Knowing my energy usage and how it changes throughout the year was key in selecting the optimal system for me

This is where I get a bit of a benefit from my day job. Part of what we do in the Rhythm Data Science group is to try to understand how people use their energy so we can create the best energy products to serve their needs. Once you have access to many thousands of households of electricity usage data you realize that there are significant differences in usage patterns between different households.  It’s very important to know your own usage because you don’t want a too big of a solar system (you’re wasting money buying panels you’re not fully using) or too small of a system (you’re paying fixed installation costs but not taking full advantage of as many solar panels as you can).  If you’re in Texas, the easiest way to see what your usage is to use the Smart Meter Texas website, which has your usage down to the 15-minute intervals.

Perhaps the biggest surprise to me once I looked at the data was the seasonal variations in usage. For example, my home uses ~2-3 times more energy in the summer than in the winter, as we have gas heating. Therefore, I’m faced with a choice:  if I select enough solar panels to cover my summer usage, then I’m significantly over-generating in the sunny spring/fall months; but, if I size it for spring/fall, I will have to buy a lot of energy from the grid to cover the difference.

Alex Chart #1

But you might say: “Alex, can’t I sell my excess generation back to the utility for those times I’m over-generating?” The answer is yes you can, but at what price?  I will get more into this in the next section, but I believe (and the data is showing) that as more solar is built out, the value of electricity during sunny hours is rapidly falling due to the abundance of electricity supply at those times. In a future where there are a lot more commercial and residential solar panels in service, at times your home is generating more solar than it needs, so is everyone else’s.  Because of this oversupply, I believe you’re unlikely to get the same average price for energy you buy vs energy you sell, but more on that in a subsequent section… 

 In the end, I decided to size my solar panels to roughly cover about 60-70% of my total electricity usage in the summer, because I found that as I started to add more panels, the costs were going up and the value of selling the excess energy in spring/fall was not offsetting those costs.

Alex Chart #2

The graph above roughly illustrates this behavior, comparing the final value of the investment with system size. Note how once my system reaches 14kW, adding more panels increases my cost, but doesn’t really provide me with any more value. I extended the graph further beyond 18kW, the value would start going down as investment in more panels would generate even more electricity I couldn’t use.

 One final note: in my usage graph you noticed that I have an EV. I chose to size my solar panels to cover only the usage of my house instead of house + EV.  Why?  I didn’t think I was going to be at home enough during the sunny hours to be able to regularly plug in my EV to charge; instead, my plan is to look for Time of Use electricity plans with cheap overnight rates for my EV.  More on this in a subsequent section when I’ll talk about what kind of electricity plan(s) I want to pair with my solar install.

Your instructions =>
In the passage on sizing a home solar system, what share of total summer electricity usage were the solar panels sized to cover?

(Entries drawn from a collection)
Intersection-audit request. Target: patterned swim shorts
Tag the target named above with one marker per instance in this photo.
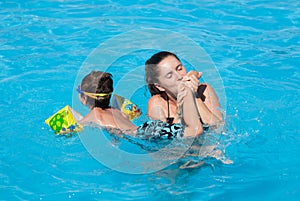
(156, 129)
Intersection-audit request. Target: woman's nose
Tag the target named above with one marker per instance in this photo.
(179, 76)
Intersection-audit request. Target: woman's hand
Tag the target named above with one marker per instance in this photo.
(192, 80)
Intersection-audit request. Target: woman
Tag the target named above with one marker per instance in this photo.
(95, 92)
(164, 72)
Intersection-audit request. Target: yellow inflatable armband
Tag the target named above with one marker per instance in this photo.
(64, 121)
(126, 106)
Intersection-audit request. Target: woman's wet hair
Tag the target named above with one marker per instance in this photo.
(98, 82)
(152, 70)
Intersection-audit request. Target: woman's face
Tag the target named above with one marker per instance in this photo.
(171, 73)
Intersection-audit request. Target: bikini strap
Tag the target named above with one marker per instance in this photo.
(169, 119)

Expected answer =>
Roughly 60-70% of total summer electricity usage.